■ Direction ■
Locate each line of the material below that contains the word "retriever", and copy those lines out in full.

(Items from a labeling collection)
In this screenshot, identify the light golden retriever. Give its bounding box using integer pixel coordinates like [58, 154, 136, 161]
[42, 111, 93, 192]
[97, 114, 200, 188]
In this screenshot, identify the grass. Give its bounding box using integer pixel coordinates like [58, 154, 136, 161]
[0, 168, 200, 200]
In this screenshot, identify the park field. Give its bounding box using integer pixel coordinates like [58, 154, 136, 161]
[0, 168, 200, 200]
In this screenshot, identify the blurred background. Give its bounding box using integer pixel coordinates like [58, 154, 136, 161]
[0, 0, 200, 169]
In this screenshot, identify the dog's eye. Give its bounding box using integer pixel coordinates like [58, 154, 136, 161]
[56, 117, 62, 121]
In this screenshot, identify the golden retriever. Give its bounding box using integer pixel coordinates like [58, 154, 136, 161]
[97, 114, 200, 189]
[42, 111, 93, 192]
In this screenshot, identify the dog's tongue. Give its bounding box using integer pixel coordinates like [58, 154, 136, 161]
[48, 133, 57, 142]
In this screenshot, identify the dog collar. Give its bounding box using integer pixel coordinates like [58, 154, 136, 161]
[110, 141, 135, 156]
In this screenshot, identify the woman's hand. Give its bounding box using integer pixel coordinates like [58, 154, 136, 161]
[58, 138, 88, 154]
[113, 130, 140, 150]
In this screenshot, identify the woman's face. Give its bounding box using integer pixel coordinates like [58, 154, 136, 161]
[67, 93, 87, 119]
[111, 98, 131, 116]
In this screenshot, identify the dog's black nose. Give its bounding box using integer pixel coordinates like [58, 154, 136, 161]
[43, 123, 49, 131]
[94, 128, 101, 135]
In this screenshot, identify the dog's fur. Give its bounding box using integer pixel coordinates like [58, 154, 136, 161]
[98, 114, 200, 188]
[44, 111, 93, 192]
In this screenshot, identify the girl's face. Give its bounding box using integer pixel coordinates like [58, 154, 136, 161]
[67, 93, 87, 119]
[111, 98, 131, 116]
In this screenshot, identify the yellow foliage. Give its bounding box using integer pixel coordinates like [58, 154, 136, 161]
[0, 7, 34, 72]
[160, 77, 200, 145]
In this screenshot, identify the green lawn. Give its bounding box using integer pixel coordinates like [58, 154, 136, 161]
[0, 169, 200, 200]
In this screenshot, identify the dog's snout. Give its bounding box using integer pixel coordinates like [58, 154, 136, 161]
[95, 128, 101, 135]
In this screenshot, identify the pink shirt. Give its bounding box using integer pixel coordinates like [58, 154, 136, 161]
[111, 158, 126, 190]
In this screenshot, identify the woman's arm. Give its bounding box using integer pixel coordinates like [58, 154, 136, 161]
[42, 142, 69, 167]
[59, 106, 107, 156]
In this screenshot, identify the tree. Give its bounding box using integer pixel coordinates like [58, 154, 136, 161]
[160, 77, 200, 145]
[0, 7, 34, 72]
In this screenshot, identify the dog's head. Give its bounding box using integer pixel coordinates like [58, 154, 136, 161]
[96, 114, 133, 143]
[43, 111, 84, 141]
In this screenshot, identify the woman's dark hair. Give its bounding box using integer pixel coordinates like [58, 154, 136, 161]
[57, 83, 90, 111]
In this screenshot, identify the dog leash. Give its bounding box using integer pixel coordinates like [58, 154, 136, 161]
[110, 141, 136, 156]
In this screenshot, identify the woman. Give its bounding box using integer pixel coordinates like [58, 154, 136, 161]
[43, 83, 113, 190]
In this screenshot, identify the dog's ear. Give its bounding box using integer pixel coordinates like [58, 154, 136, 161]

■ Solution for this exercise ■
In this screenshot, identify the light golden retriever. Give its bounding box using integer pixel coordinates like [58, 154, 136, 161]
In this screenshot, identify the golden retriever. Give its bounding box using integer pixel coordinates like [58, 154, 136, 161]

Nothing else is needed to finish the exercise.